-- What is needed --
Rename "windshield" to "windscreen" in the lines of the records below that run from the line containing "glass using the picture below." through the end of the records, and write those lines out again with nothing else altered.

-- Records shown --

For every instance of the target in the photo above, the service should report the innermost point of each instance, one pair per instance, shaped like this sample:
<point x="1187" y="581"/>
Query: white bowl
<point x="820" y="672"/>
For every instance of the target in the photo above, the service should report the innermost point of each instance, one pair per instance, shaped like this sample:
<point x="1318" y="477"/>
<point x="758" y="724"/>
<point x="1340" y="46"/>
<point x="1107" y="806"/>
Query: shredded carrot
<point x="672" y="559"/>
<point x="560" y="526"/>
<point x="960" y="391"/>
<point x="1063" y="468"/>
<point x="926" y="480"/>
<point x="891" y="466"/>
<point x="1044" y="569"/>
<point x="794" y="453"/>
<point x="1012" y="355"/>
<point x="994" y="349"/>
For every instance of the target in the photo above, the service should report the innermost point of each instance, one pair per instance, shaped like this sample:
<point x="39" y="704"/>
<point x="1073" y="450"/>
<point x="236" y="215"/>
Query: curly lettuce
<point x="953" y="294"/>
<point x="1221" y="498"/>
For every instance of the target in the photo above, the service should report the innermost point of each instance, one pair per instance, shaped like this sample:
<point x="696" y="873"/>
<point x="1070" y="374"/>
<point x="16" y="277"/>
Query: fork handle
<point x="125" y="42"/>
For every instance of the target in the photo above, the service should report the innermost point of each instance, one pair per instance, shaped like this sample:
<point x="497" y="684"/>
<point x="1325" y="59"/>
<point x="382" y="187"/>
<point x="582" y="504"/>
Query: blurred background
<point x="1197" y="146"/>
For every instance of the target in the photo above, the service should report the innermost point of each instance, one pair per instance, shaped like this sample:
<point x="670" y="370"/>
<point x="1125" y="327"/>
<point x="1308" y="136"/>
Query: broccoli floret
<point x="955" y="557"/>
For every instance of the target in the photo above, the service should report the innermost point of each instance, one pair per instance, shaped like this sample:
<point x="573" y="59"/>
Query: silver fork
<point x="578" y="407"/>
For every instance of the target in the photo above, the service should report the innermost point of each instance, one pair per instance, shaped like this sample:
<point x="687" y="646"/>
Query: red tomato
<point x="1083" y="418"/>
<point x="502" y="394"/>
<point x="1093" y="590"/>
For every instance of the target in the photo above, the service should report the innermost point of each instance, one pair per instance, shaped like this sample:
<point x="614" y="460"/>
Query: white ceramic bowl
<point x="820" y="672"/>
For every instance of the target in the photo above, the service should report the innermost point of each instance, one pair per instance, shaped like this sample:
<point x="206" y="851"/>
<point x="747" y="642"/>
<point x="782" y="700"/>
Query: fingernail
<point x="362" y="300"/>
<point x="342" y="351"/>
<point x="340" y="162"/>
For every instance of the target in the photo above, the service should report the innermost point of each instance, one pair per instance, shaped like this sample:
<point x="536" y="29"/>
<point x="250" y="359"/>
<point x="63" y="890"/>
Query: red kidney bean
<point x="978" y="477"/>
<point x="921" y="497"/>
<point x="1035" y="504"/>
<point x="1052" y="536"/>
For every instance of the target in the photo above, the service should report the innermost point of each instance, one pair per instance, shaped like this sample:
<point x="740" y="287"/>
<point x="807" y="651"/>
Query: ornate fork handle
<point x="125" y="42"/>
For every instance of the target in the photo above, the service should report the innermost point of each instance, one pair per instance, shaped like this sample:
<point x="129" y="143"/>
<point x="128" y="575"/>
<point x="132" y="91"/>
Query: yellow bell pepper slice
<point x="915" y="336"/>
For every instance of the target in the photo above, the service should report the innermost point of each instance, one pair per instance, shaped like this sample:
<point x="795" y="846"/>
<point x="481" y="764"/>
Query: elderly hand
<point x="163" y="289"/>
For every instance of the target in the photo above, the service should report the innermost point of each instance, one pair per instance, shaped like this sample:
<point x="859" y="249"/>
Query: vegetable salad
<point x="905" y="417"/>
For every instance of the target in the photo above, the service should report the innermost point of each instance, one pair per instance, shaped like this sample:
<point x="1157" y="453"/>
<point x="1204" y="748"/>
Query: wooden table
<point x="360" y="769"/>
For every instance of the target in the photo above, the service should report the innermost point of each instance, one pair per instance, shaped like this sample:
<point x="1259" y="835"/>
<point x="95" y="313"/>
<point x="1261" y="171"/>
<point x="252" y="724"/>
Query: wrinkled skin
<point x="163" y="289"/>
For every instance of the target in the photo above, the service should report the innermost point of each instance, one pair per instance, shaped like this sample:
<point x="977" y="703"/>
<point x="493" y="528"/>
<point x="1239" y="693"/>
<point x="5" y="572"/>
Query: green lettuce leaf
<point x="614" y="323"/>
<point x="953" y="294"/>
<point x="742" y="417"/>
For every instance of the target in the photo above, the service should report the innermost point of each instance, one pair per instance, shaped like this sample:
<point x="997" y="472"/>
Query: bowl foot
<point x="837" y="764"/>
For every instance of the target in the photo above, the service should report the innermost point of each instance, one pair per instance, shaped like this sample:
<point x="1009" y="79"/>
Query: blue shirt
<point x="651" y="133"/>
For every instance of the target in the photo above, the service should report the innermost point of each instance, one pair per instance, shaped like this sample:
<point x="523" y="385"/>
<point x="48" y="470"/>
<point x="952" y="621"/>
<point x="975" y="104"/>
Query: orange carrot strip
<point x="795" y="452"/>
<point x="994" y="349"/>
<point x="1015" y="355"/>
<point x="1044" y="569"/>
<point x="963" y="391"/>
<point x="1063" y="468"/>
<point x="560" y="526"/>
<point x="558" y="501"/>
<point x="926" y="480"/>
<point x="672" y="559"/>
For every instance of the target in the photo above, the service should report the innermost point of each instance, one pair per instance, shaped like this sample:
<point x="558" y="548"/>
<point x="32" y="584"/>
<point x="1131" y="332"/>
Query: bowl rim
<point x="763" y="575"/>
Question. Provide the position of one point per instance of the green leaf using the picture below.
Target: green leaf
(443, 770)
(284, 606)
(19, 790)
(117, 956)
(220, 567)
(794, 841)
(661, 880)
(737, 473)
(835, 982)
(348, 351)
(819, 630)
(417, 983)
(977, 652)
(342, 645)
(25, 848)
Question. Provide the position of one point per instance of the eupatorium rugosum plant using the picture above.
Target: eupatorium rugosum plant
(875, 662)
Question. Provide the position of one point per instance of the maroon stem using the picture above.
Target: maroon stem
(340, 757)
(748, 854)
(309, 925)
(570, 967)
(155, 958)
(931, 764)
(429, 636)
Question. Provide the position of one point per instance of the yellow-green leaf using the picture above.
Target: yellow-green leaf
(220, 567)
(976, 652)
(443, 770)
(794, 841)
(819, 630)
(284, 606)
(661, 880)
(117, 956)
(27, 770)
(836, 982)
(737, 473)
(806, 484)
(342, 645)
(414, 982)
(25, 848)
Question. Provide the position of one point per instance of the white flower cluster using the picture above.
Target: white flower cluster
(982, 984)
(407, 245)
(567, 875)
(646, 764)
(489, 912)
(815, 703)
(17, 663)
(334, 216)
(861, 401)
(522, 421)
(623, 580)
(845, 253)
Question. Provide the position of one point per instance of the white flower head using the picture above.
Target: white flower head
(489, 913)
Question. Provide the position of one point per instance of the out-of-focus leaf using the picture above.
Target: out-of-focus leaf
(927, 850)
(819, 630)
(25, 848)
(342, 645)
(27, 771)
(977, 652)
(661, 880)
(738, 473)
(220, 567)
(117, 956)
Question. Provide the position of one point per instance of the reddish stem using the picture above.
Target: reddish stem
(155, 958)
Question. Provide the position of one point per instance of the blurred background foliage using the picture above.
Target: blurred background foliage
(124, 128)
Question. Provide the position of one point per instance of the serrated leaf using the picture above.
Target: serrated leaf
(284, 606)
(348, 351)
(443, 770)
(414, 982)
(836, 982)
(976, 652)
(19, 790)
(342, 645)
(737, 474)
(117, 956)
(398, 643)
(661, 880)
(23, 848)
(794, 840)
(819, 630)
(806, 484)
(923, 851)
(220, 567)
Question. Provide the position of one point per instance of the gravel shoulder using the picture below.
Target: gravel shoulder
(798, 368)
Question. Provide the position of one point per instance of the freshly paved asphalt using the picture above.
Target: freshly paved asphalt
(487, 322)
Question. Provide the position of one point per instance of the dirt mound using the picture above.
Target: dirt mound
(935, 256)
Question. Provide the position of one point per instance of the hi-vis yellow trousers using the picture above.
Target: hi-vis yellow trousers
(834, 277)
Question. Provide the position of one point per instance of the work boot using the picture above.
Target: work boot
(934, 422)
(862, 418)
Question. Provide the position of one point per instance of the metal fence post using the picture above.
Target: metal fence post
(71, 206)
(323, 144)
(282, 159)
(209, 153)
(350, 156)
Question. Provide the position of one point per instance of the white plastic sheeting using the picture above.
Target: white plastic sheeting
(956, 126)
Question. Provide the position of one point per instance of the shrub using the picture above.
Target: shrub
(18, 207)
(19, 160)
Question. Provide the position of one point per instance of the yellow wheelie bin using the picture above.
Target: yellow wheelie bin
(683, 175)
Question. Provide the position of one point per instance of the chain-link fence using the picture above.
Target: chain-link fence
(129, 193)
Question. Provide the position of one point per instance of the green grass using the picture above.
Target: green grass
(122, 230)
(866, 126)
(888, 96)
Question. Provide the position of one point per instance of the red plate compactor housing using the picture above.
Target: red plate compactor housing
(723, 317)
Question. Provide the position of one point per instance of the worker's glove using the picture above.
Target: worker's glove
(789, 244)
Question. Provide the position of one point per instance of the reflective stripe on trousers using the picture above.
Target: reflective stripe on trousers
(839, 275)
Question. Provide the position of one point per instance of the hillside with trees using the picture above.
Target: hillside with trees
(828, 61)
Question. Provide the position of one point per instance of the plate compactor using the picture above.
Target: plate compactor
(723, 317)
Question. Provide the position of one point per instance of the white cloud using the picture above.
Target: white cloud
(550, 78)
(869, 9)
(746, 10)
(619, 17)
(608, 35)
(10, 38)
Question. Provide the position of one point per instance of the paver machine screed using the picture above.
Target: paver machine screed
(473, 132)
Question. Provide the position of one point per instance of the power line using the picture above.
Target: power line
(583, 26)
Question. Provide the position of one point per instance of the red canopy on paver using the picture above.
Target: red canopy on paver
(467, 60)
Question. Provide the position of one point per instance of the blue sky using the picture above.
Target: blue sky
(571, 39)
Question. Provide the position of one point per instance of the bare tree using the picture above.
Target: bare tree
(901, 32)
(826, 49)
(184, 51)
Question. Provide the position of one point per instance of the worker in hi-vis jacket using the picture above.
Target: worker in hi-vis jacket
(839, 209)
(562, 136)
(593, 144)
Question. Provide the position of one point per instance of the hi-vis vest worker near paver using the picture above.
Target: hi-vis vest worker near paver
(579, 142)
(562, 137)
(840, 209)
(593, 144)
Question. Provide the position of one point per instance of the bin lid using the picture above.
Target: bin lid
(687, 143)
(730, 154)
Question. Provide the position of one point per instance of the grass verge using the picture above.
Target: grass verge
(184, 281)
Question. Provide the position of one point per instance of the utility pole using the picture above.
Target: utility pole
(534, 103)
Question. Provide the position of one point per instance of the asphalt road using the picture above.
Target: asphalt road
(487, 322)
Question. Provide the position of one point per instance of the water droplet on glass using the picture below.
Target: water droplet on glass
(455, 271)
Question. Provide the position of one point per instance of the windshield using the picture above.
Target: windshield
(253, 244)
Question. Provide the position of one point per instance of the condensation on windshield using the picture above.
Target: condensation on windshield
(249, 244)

-- Answer to the exercise --
Question. Provide the position of one point per instance of the water droplet on glass using the picture below.
Target: water droplet on glass
(455, 271)
Question. Provide the position of one point per instance of the windscreen using the picture above.
Target: windscreen
(253, 244)
Question. Provide the position of one point per instance of the condensation on windscreen using the picture above.
Target: condensation on windscreen
(249, 244)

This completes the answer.